## Excerpt to read
※ ※ ※
Notation: ∏ A1, A2, An (r)
Where
A1, A2, A3 is used as an attribute name of relation r.
Example: CUSTOMER RELATION
NAME | STREET | CITY |
Jones | Main | Harrison |
Smith | North | Rye |
Hays | Main | Harrison |
Curry | North | Rye |
Johnson | Alma | Brooklyn |
Brooks | Senator | Brooklyn |
Input:
- ∏ NAME, CITY (CUSTOMER)
Output:
NAME | CITY |
Jones | Harrison |
Smith | Rye |
Hays | Harrison |
Curry | Rye |
Johnson | Brooklyn |
Brooks | Brooklyn |
3. Union Operation:
● Suppose there are two tuples R and S. The union operation contains all the tuples that are either in R or S or both in R & S.
● It eliminates the duplicate tuples. It is denoted by ∪.
Notation: R ∪ S
A union operation must hold the following condition:
● R and S must have the attribute of the same number.
● Duplicate tuples are eliminated automatically.
Example:
DEPOSITOR RELATION
CUSTOMER_NAME | ACCOUNT_NO |
Johnson | A-101 |
Smith | A-121 |
Mayes | A-321 |
Turner | A-176 |
Johnson | A-273 |
Jones | A-472 |
Lindsay | A-284 |
BORROW RELATION
CUSTOMER_NAME | LOAN_NO |
Jones | L-17 |
Smith | L-23 |
Hayes | L-15 |
Jackson | L-14 |
Curry | L-93 |
Smith | L-11 |
Williams | L-17 |
Input:
- ∏ CUSTOMER_NAME (BORROW) ∪ ∏ CUSTOMER_NAME (DEPOSITOR)
※ ※ ※
## Exercise directions
Return the relational algebra excerpt word for word, in full. Answer from the relational algebra excerpt alone.

## Dataset extract
※ ※ ※
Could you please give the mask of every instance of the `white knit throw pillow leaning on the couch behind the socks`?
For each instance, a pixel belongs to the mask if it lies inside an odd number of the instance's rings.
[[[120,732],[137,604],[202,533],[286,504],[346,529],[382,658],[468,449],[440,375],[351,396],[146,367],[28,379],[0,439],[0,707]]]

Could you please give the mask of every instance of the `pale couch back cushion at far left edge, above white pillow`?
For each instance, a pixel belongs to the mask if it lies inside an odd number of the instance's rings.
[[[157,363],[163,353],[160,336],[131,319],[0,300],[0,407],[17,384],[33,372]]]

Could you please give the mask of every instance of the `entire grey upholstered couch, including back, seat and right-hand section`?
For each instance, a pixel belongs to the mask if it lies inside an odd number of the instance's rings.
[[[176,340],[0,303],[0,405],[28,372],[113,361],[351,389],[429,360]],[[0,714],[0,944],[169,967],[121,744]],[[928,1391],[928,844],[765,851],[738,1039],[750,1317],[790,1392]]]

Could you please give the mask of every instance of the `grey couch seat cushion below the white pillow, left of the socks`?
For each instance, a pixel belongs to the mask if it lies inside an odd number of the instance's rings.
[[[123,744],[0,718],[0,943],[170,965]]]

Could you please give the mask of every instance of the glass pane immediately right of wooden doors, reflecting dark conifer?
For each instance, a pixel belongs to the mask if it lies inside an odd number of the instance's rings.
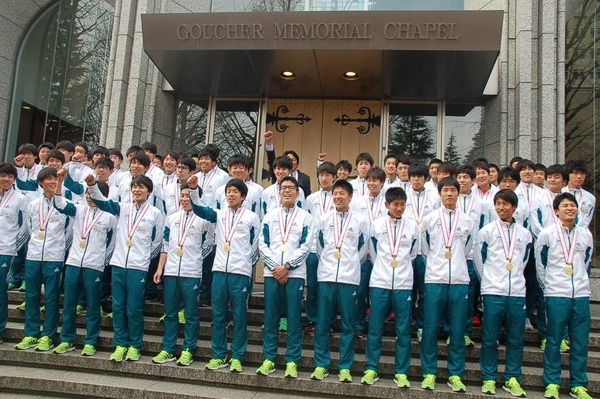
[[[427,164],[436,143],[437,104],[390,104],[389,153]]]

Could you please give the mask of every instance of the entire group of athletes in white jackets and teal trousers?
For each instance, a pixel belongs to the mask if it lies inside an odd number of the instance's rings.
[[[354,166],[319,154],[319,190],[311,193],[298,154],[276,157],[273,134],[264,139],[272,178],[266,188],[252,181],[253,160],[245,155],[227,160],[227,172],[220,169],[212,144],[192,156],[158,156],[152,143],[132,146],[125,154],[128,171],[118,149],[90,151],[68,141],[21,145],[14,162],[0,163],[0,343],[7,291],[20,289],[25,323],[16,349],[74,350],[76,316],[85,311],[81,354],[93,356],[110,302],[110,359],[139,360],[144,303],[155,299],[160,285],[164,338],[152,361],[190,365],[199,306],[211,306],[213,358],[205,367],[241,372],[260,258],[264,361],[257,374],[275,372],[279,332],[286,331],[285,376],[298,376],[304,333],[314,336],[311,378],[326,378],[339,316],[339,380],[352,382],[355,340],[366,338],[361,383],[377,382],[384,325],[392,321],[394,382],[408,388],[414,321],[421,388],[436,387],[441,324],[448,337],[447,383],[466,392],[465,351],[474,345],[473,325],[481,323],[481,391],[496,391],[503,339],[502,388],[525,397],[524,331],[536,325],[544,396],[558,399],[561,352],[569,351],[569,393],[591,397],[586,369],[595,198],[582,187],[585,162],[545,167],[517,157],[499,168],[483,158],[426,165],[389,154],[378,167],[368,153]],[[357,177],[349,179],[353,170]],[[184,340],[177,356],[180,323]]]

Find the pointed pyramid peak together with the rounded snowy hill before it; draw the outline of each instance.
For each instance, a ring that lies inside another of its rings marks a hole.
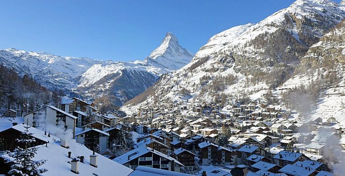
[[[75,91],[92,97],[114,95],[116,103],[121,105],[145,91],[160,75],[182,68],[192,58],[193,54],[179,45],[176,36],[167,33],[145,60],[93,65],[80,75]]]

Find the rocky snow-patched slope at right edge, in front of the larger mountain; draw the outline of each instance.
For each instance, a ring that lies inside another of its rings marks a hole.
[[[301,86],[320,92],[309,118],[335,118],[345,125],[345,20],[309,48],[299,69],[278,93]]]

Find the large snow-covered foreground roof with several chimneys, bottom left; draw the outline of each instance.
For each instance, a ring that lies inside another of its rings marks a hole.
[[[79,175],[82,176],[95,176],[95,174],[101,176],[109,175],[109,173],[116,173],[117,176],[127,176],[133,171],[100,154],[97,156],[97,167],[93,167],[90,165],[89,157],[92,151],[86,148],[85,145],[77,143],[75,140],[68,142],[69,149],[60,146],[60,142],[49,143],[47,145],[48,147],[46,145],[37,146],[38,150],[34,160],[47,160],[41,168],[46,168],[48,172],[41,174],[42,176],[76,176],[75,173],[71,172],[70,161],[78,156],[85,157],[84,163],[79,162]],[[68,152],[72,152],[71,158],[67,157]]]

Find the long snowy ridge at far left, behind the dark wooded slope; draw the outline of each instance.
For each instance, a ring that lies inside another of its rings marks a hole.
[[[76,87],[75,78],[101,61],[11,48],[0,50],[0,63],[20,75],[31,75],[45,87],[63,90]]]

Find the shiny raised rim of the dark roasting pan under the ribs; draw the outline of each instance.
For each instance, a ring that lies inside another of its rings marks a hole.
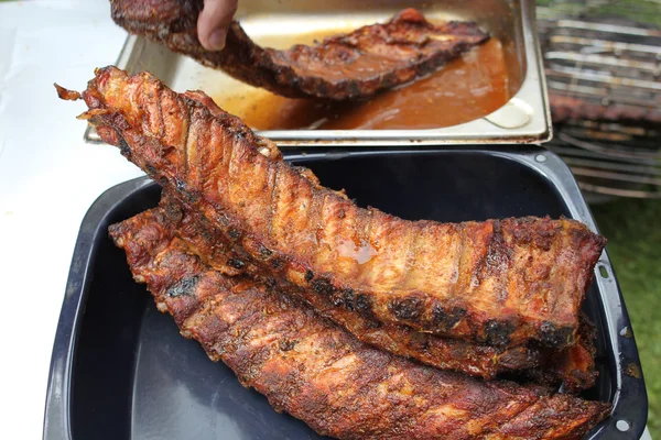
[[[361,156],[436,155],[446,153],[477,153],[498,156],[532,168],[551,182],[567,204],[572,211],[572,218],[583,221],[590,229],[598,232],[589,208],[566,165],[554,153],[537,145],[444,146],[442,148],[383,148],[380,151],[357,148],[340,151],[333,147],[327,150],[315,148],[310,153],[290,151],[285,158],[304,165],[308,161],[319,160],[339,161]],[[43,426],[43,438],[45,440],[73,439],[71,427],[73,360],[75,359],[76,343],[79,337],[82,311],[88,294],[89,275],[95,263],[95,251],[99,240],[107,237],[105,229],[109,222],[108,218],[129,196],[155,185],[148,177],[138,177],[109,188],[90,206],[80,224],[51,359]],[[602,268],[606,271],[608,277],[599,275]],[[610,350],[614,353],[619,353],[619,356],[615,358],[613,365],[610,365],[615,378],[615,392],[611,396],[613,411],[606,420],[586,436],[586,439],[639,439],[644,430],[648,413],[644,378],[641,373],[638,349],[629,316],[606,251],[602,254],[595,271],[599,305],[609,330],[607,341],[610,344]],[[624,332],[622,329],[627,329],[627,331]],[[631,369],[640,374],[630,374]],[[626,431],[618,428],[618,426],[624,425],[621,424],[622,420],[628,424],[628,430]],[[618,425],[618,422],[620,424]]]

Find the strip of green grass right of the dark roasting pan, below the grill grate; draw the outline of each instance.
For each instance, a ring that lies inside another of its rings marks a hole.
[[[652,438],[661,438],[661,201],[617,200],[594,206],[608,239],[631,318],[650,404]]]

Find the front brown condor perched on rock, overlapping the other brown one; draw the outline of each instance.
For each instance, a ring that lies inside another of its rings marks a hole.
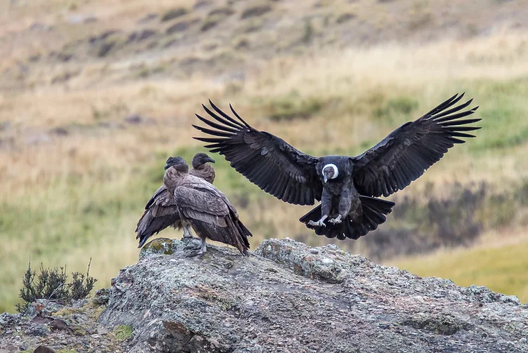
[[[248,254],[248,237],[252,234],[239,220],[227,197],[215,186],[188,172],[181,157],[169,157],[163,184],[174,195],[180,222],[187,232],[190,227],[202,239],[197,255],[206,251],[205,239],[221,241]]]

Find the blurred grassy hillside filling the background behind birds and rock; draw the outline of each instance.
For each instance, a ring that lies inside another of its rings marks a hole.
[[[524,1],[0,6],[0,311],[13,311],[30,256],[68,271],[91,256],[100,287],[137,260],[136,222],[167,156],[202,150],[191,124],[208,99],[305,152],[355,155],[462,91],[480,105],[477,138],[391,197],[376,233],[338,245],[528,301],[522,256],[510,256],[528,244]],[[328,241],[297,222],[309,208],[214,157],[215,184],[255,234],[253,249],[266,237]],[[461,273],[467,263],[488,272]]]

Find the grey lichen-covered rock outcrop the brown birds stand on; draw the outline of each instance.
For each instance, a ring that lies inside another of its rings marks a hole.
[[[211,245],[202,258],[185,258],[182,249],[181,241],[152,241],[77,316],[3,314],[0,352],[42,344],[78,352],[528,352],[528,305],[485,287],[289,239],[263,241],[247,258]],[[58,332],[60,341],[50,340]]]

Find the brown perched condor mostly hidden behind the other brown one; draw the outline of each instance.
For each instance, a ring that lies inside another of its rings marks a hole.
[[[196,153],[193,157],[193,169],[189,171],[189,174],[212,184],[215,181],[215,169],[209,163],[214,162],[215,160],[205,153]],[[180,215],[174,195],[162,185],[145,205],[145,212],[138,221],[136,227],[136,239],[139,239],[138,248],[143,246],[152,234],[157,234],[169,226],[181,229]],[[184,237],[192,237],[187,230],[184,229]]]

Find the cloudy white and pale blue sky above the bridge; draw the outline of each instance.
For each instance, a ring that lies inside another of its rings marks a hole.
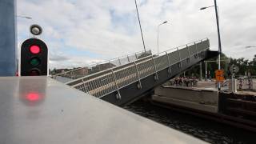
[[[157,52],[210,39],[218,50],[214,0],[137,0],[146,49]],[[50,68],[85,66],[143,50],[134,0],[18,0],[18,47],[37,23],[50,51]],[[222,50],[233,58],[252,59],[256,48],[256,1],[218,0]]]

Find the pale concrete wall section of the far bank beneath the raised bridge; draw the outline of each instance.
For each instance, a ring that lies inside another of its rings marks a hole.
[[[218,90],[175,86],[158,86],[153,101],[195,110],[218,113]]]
※ ※ ※
## Written solution
Notation: ∏ A1, A2, An (r)
Where
A1, A2, A3 is used as an attribute name of relation r.
Example: CUSTOMER RELATION
NAME | STREET | CITY |
Jones | Main | Harrison |
Smith | North | Rye |
Hays | Main | Harrison |
Curry | North | Rye |
Johnson | Alma | Brooklyn |
Brooks | Senator | Brooklyn |
Input:
- ∏ NAME, CITY (CUSTOMER)
Output:
NAME | CITY |
Jones | Harrison |
Smith | Rye |
Hays | Harrison |
Curry | Rye |
Johnson | Brooklyn |
Brooks | Brooklyn |
3. Union Operation:
● Suppose there are two tuples R and S. The union operation contains all the tuples that are either in R or S or both in R & S.
● It eliminates the duplicate tuples. It is denoted by ∪.
Notation: R ∪ S
A union operation must hold the following condition:
● R and S must have the attribute of the same number.
● Duplicate tuples are eliminated automatically.
Example:
DEPOSITOR RELATION
CUSTOMER_NAME | ACCOUNT_NO |
Johnson | A-101 |
Smith | A-121 |
Mayes | A-321 |
Turner | A-176 |
Johnson | A-273 |
Jones | A-472 |
Lindsay | A-284 |
BORROW RELATION
CUSTOMER_NAME | LOAN_NO |
Jones | L-17 |
Smith | L-23 |
Hayes | L-15 |
Jackson | L-14 |
Curry | L-93 |
Smith | L-11 |
Williams | L-17 |
Input:
- ∏ CUSTOMER_NAME (BORROW) ∪ ∏ CUSTOMER_NAME (DEPOSITOR)